> **Dataset records**:
_ _ _ _
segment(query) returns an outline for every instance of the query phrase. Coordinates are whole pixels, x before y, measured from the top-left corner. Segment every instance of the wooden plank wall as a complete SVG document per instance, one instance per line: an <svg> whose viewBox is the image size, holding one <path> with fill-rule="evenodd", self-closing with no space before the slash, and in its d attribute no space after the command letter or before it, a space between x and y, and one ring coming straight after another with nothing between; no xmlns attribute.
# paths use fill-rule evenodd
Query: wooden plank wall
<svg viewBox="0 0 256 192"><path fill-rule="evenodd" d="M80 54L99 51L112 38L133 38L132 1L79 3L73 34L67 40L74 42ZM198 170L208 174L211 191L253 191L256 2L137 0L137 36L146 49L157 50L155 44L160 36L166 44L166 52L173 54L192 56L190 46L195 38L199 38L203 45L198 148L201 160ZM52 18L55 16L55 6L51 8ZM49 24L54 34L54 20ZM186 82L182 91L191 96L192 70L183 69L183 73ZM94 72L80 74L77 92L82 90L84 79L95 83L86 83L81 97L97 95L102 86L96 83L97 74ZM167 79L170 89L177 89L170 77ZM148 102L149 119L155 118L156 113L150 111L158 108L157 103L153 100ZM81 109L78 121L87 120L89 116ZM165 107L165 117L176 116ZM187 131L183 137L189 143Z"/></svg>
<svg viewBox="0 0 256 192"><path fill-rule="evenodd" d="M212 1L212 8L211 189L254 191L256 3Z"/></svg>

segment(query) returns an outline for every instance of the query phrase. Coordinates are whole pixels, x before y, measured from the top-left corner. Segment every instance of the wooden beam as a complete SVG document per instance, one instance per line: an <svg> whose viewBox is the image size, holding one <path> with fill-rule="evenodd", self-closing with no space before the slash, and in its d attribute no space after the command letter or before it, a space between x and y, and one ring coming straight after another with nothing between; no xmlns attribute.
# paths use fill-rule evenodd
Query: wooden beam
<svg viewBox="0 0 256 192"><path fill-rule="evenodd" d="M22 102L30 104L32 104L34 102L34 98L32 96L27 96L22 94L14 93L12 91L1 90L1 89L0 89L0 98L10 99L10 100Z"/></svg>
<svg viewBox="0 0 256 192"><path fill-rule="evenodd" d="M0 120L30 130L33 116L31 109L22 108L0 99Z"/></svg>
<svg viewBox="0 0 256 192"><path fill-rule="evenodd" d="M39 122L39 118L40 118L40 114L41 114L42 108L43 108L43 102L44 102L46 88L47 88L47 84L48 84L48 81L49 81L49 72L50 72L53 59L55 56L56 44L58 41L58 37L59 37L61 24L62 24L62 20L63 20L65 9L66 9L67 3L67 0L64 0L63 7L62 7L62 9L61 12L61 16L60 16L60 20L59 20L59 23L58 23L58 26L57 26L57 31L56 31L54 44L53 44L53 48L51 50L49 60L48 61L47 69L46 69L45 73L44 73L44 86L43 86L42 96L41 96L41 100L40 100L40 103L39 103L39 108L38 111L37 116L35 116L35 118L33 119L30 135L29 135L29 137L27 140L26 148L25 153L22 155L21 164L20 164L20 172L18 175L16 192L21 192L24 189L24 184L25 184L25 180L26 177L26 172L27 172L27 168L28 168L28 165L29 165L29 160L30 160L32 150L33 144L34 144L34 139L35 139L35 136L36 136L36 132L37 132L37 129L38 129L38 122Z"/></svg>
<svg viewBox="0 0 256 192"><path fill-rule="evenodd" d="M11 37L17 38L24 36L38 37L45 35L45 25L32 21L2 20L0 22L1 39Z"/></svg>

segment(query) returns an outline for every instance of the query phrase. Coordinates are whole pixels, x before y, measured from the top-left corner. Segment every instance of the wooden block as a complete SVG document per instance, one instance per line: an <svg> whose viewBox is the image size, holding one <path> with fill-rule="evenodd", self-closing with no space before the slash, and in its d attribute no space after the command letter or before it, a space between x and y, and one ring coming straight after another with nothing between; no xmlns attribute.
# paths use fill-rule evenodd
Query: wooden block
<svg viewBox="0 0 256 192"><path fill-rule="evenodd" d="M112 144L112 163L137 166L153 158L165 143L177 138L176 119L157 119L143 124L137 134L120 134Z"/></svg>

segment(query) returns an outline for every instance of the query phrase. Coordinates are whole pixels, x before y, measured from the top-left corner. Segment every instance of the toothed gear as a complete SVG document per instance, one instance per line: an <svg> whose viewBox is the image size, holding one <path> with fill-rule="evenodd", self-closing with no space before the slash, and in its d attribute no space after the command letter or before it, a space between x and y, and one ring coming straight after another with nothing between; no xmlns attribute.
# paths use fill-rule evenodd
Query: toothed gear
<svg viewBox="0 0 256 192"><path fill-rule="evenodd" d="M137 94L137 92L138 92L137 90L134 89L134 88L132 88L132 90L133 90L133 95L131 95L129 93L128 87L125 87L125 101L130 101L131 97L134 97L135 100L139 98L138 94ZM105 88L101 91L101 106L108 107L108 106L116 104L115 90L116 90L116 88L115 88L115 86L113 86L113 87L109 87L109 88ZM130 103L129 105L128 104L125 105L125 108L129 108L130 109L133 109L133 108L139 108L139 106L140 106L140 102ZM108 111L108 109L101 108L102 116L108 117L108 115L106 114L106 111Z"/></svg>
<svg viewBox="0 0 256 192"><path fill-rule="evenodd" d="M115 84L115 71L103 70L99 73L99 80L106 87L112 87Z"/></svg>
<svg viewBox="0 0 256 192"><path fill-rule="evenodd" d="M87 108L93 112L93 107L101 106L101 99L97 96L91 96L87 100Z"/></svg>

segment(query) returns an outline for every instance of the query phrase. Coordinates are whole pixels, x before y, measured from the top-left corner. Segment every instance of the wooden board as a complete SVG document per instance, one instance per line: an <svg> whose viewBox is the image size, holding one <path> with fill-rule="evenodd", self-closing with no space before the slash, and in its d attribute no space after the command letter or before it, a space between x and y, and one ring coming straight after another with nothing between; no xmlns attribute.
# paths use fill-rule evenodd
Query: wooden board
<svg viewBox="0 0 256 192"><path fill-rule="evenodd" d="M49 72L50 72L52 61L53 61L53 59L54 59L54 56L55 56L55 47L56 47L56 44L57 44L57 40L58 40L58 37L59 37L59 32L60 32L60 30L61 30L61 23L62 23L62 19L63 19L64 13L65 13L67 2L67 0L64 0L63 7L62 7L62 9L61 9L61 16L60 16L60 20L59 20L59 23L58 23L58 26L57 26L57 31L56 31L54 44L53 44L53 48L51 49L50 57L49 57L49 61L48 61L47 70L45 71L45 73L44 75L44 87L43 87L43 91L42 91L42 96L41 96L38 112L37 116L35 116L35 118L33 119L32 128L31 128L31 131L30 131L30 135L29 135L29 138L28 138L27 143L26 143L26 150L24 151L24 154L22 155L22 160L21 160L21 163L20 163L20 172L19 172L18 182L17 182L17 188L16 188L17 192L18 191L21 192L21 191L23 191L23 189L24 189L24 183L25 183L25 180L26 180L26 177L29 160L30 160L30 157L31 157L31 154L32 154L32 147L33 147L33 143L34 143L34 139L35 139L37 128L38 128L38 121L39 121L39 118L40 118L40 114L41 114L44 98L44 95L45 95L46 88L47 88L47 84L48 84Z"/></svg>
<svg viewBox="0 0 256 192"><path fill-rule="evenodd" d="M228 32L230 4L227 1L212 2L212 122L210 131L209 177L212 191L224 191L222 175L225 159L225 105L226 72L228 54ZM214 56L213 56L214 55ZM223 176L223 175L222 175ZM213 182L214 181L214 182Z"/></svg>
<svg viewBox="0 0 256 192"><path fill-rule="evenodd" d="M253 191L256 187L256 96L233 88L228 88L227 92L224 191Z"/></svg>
_ _ _ _
Please change every "top-left corner" to "upper-left corner" in all the rows above and give the rows again with nothing else changed.

segment(query) returns an outline for every instance of the query phrase. Coordinates are whole pixels, x before y, measured from the upper-left corner. Segment every instance of the wooden plank wall as a complete SVG document per instance, one instance per line: an <svg> whose viewBox is the image size, holding one <path> with fill-rule="evenodd", self-closing with no space before the slash, and in its d attribute no space after the command letter or before it, a space between x and y, and one ring coming straight after another with nothing between; no xmlns attribute.
# paths use fill-rule evenodd
Query: wooden plank wall
<svg viewBox="0 0 256 192"><path fill-rule="evenodd" d="M80 54L99 51L112 38L133 38L132 1L79 3L73 34L67 40L74 42ZM198 170L208 174L211 191L253 191L256 2L137 0L137 36L146 49L157 50L155 44L160 36L166 44L166 52L173 54L192 56L190 46L195 38L199 38L203 45L198 148L201 160ZM52 18L55 16L55 6L51 8ZM49 24L54 34L54 20ZM186 82L182 91L191 96L192 70L183 69L183 73ZM94 72L80 74L77 92L82 90L84 79L95 83L86 83L81 97L97 95L102 86L96 83L97 74ZM167 79L170 89L177 89L170 77ZM148 102L149 119L155 118L156 113L150 111L158 108L157 103L153 100ZM81 109L78 121L87 120L89 116ZM165 107L165 117L176 116ZM187 131L183 137L189 143Z"/></svg>
<svg viewBox="0 0 256 192"><path fill-rule="evenodd" d="M212 1L212 8L211 189L254 191L256 3Z"/></svg>

segment(query) returns an outline for every instance of the query phrase. Coordinates are whole pixels, x before y, measured from the upper-left corner. Segment every instance of the wooden beam as a complete SVG document per instance, one instance per line: an <svg> whose viewBox is the image size, holding one <path> with fill-rule="evenodd", self-closing with no space before the slash, and in its d attribute no space after the command letter or before it, a space between x and y, and one ring coming straight after another with nothing between; no xmlns attribute.
# paths use fill-rule evenodd
Query: wooden beam
<svg viewBox="0 0 256 192"><path fill-rule="evenodd" d="M22 102L30 104L32 104L34 102L34 98L32 96L27 96L22 94L14 93L12 91L1 90L1 89L0 89L0 98L10 99L10 100Z"/></svg>
<svg viewBox="0 0 256 192"><path fill-rule="evenodd" d="M0 120L30 130L33 116L31 109L22 108L0 99Z"/></svg>
<svg viewBox="0 0 256 192"><path fill-rule="evenodd" d="M39 122L39 118L40 118L40 114L41 114L42 108L43 108L43 102L44 102L46 88L47 88L47 84L48 84L48 81L49 81L49 72L50 72L53 59L55 56L56 44L58 41L58 37L59 37L61 24L62 24L62 20L63 20L65 9L66 9L67 3L67 0L64 0L63 7L62 7L62 9L61 12L61 16L60 16L60 20L59 20L59 23L58 23L58 26L57 26L57 31L56 31L54 44L53 44L53 48L51 50L49 60L48 61L47 69L46 69L45 73L44 73L44 86L43 86L42 96L41 96L41 100L40 100L40 103L39 103L39 108L38 111L37 116L35 116L35 118L33 119L30 135L29 135L29 137L27 140L26 148L25 153L22 155L21 164L20 164L20 172L18 175L16 192L21 192L24 189L24 184L25 184L25 180L26 177L26 172L27 172L27 168L28 168L28 165L29 165L29 160L30 160L32 150L33 144L34 144L34 139L35 139L35 136L36 136L36 132L37 132L37 129L38 129L38 122Z"/></svg>
<svg viewBox="0 0 256 192"><path fill-rule="evenodd" d="M11 37L17 38L24 36L38 37L45 35L45 25L32 21L2 20L0 22L1 39Z"/></svg>

segment(query) returns an outline for every instance of the query phrase. Coordinates are whole pixels, x before y, measured from the upper-left corner. Segment every instance of the wooden block as a complete SVG document per instance, one instance per line: an <svg> whose viewBox is the image size, holding one <path> with fill-rule="evenodd", self-closing with no space before the slash, and in its d attribute no space after the command letter or before it, a space between x and y, and one ring coming straight after another with nothing between; no xmlns attribute.
# paths use fill-rule evenodd
Query: wooden block
<svg viewBox="0 0 256 192"><path fill-rule="evenodd" d="M112 144L112 163L137 166L153 158L165 143L177 138L176 119L157 119L143 124L137 134L120 134Z"/></svg>

segment(query) returns an outline for every instance of the query phrase. Coordinates are whole pixels, x before y, measured from the upper-left corner. Segment every instance of the toothed gear as a complete SVG document per instance, one instance per line: an <svg> whose viewBox is the image size, holding one <path> with fill-rule="evenodd", self-closing with no space before the slash, and in its d attribute no space after the command letter or before it, a space between x and y, and one ring coming straight after another with nothing between; no xmlns attribute.
# paths use fill-rule evenodd
Query: toothed gear
<svg viewBox="0 0 256 192"><path fill-rule="evenodd" d="M137 94L137 92L138 92L137 90L134 89L134 88L132 88L132 90L133 90L133 95L131 95L129 93L128 87L125 87L125 101L130 101L131 97L134 97L135 100L139 98L138 94ZM105 88L101 91L101 106L108 107L108 106L116 104L115 90L116 90L116 88L115 88L115 86L113 86L113 87L109 87L109 88ZM130 103L129 105L128 104L125 105L125 108L129 108L130 109L133 109L133 108L139 108L139 106L140 106L140 102ZM108 111L108 109L101 108L102 116L108 117L108 115L106 114L106 111Z"/></svg>
<svg viewBox="0 0 256 192"><path fill-rule="evenodd" d="M115 84L115 71L103 70L99 73L99 80L106 87L112 87Z"/></svg>
<svg viewBox="0 0 256 192"><path fill-rule="evenodd" d="M87 108L93 112L93 107L101 106L101 99L97 96L91 96L87 100Z"/></svg>

segment(query) returns an outline for every instance of the query phrase. Coordinates are whole pixels, x before y, measured from the upper-left corner. Segment every instance of the wooden board as a complete SVG document per instance, one instance per line: an <svg> whose viewBox is the image size, holding one <path> with fill-rule="evenodd", self-closing with no space before the slash, and in its d attribute no space after the command letter or before it, a space between x and y, and one ring coming straight after another with nothing between; no xmlns attribute.
# paths use fill-rule evenodd
Query: wooden board
<svg viewBox="0 0 256 192"><path fill-rule="evenodd" d="M49 72L50 72L52 61L53 61L53 59L54 59L54 56L55 56L55 47L56 47L56 44L57 44L57 40L58 40L58 37L59 37L59 32L60 32L60 30L61 30L61 23L62 23L62 19L63 19L64 13L65 13L67 2L67 0L64 0L63 7L62 7L62 9L61 9L61 16L60 16L60 20L59 20L59 23L58 23L58 26L57 26L57 31L56 31L54 44L53 44L53 48L51 49L50 57L49 57L49 61L48 61L47 70L45 71L45 73L44 75L44 87L43 87L43 91L42 91L42 96L41 96L38 112L37 116L35 116L35 118L33 119L32 128L31 128L31 131L30 131L30 135L29 135L29 138L28 138L27 143L26 143L26 150L24 151L24 154L22 155L22 160L21 160L21 163L20 163L20 172L19 172L18 182L17 182L17 188L16 188L17 192L18 191L21 192L21 191L23 191L23 189L24 189L24 183L25 183L25 180L26 180L26 177L29 160L30 160L30 157L31 157L31 154L32 154L32 147L33 147L33 143L34 143L34 139L35 139L37 128L38 128L38 121L39 121L39 118L40 118L40 114L41 114L44 98L44 95L45 95L46 88L47 88L47 84L48 84Z"/></svg>
<svg viewBox="0 0 256 192"><path fill-rule="evenodd" d="M228 32L230 4L227 1L212 2L212 122L210 131L209 177L212 191L224 191L222 175L225 159L225 105L226 72L228 54ZM214 56L213 56L214 55ZM223 176L223 175L222 175ZM213 182L214 181L214 182Z"/></svg>
<svg viewBox="0 0 256 192"><path fill-rule="evenodd" d="M253 191L256 187L256 96L233 88L228 88L227 92L224 191Z"/></svg>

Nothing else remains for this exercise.